* TASK PROMPT:
Restate the entries word for word, omitting nothing.

* PROVIDED DATA:

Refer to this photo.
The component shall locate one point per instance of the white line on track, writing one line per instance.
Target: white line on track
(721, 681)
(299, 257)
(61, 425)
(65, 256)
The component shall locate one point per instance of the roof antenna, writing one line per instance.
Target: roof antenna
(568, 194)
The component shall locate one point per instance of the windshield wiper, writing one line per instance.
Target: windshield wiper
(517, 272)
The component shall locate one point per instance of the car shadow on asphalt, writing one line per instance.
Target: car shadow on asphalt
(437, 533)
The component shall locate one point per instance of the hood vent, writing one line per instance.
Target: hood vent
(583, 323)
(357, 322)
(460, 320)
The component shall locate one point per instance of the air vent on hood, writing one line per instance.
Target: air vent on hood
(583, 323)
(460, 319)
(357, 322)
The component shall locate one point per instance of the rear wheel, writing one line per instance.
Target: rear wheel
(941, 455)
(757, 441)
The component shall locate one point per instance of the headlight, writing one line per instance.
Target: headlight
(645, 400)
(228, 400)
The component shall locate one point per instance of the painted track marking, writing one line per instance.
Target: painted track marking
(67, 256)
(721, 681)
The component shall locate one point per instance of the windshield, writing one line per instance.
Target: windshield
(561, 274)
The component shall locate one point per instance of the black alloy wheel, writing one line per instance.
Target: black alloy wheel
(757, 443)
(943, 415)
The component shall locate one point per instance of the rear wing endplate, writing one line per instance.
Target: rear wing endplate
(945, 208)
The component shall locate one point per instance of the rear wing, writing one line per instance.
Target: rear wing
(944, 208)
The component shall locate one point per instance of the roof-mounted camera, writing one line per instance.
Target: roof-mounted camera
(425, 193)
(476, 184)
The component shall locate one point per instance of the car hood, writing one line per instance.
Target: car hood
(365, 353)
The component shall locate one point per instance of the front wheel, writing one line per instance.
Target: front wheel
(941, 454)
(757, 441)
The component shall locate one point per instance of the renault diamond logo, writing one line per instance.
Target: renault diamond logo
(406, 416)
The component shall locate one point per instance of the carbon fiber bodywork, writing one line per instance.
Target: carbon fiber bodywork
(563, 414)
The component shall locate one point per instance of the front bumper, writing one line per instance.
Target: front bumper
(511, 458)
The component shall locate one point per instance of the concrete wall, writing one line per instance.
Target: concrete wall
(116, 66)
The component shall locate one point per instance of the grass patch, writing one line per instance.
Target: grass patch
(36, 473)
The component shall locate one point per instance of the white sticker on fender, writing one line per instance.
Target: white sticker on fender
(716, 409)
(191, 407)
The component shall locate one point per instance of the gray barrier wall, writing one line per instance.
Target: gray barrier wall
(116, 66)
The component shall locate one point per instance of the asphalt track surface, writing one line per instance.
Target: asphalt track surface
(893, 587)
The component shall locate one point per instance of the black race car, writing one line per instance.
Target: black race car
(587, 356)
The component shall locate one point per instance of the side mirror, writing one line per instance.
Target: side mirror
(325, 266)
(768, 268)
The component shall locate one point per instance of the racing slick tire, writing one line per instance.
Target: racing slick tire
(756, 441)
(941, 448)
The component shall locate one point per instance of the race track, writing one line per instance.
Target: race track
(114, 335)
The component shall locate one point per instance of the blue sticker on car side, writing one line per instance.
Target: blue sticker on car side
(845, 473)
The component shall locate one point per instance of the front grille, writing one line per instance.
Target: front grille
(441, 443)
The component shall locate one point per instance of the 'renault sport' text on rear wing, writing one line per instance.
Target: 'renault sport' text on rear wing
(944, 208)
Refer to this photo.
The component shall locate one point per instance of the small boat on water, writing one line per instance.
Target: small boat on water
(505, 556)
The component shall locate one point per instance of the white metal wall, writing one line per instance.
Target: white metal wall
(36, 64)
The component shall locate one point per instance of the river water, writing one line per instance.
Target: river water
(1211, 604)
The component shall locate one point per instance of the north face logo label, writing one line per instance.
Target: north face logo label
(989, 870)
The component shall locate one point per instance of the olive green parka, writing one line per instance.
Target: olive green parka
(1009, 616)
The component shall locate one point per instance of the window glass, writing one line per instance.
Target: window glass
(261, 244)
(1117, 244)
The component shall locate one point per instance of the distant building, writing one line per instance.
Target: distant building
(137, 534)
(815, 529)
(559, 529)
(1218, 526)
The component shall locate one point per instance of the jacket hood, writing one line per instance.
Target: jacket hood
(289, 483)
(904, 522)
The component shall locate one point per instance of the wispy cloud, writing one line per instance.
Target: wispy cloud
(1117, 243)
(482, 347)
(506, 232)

* PROBLEM SOLUTION:
Refer to this photo.
The component shall locate one point per instance of the white line on track, writing one line per instance.
Target: white line on track
(721, 681)
(299, 257)
(61, 425)
(65, 256)
The component shall locate one point per instance of the roof antenna, writing one line per instance.
Target: roof antenna
(568, 194)
The component shall locate one point per instance of the windshield wiper, writing one line per instance.
Target: windshield wiper
(517, 272)
The component shall locate one point per instance of the car shadow on asphalt, writing one line per instance.
Target: car shadow on asphalt
(437, 533)
The component shall locate one point per instance of the hood vent, writing one line per instance.
Target: hood vent
(583, 323)
(357, 322)
(460, 320)
The component shall locate one point per instance of the air vent on hood, writing one line per instance.
Target: air vent on hood
(583, 323)
(460, 319)
(357, 322)
The component shall locate one point per instance of the rear wheel, writing one line per instance.
Target: rear wheel
(941, 455)
(757, 441)
The component shall locate one point per instance of the headlight, writing one line per instance.
Target: headlight
(645, 400)
(228, 400)
The component shall locate one point per instance of the painted track marking, writing one line per instance.
Target: painted track marking
(67, 256)
(721, 681)
The component shall locate one point per instance of the windshield, writing one line per instance.
Target: windshield
(561, 274)
The component shall locate one point per instance of the black alloy wheel, writing one line per instance.
Target: black alloy wheel
(757, 443)
(943, 415)
The component shall locate one point per instance of the rear wing endplate, writing one line per instance.
Target: rear wing endplate
(945, 208)
The component shall locate one point per instance of the rear wing, writing one line per instance.
Target: rear wing
(944, 208)
The component shall locate one point per instance of the roof-mounted camera, writing one line per instance.
Target: roof-mounted camera
(425, 193)
(476, 184)
The component shall locate one point per instance of the car hood, writing one line per instance.
Target: car hood
(365, 353)
The component shall locate one point per instance of the front wheel, writing one line per instance.
Target: front wheel
(941, 454)
(757, 441)
The component shall locate one point per instance of the renault diamond logo, writing one line per instance.
Target: renault diamond logo
(406, 416)
The component shall locate one point per instance of the carbon fiber bodywork, writing one line per instance.
Target: carbon fiber bodywork
(563, 414)
The component shall locate one point per instance of the front bumper, writing one line per instance.
Target: front bumper
(511, 458)
The component shall locate one point per instance of the concrete wall, writing one line per instance.
Target: concrete wall
(116, 66)
The component shall locate one point per instance of the grass patch, writing one line per instance.
Target: grass patch
(36, 473)
The component shall locate one point per instance of the white sticker on fender, writing one line per instance.
Target: white sticker on fender
(716, 409)
(191, 407)
The component shall locate one point per instance of the gray barrier wall, writing one line per instance.
Target: gray barrier wall
(116, 66)
The component shall locate one point per instance of the asphalt track surface, writing one line per instance.
Target: asphalt track surface
(893, 587)
The component shall locate one point per instance of the black race car, writing one line per instance.
Target: black race car
(587, 356)
The component shall locate one point per instance of the side mirror, writing one line per instance.
Target: side mirror
(325, 266)
(768, 268)
The component shall locate one point per instance of the racing slick tire, writing one line per instance.
Target: racing slick tire
(756, 441)
(941, 448)
The component shall locate one point per instance of the race track, writing one line per instance.
Target: race track
(114, 335)
The component shall locate one point per instance of the blue sticker on car side, writing one line per instance.
Target: blue sticker on car side
(845, 473)
The component shall locate one point per instance of the front grille, writing one line per instance.
Target: front grille
(441, 443)
The component shall locate one point per instance of the 'renault sport' text on rear wing, writing one line per instance.
Target: 'renault sport' text on rear wing
(944, 208)
Refer to this photo.
The component shall locate one point per instance of the small boat on water, writing one line per instance.
Target: small boat on water
(505, 556)
The component shall locate one point per instance of the white metal wall, writing one line per instance.
Target: white metal wall
(36, 64)
The component shall locate one point per instance of the river water, writing one line per instance.
Target: river water
(1211, 604)
The component shall locate one point per instance of the north face logo label, writing one line per instance.
Target: north face logo label
(989, 870)
The component shall locate one point per instance of the olive green parka, writing one line per instance.
Target: olive green parka
(1009, 616)
The component shall locate one point per instance of the window glass, writing one line per instance.
Target: window glass
(261, 244)
(1117, 244)
The component shall locate one point per instance of the distant building, writing one line per instance.
Target: distant building
(137, 534)
(815, 529)
(559, 529)
(1218, 526)
The component shall locate one point per instance of the jacket hood, writing one line per instance.
Target: jacket hood
(289, 483)
(904, 522)
The component shall locate one point per instance of the wispy cloud, writing one line per instance.
Target: wispy cloud
(1117, 243)
(482, 347)
(506, 232)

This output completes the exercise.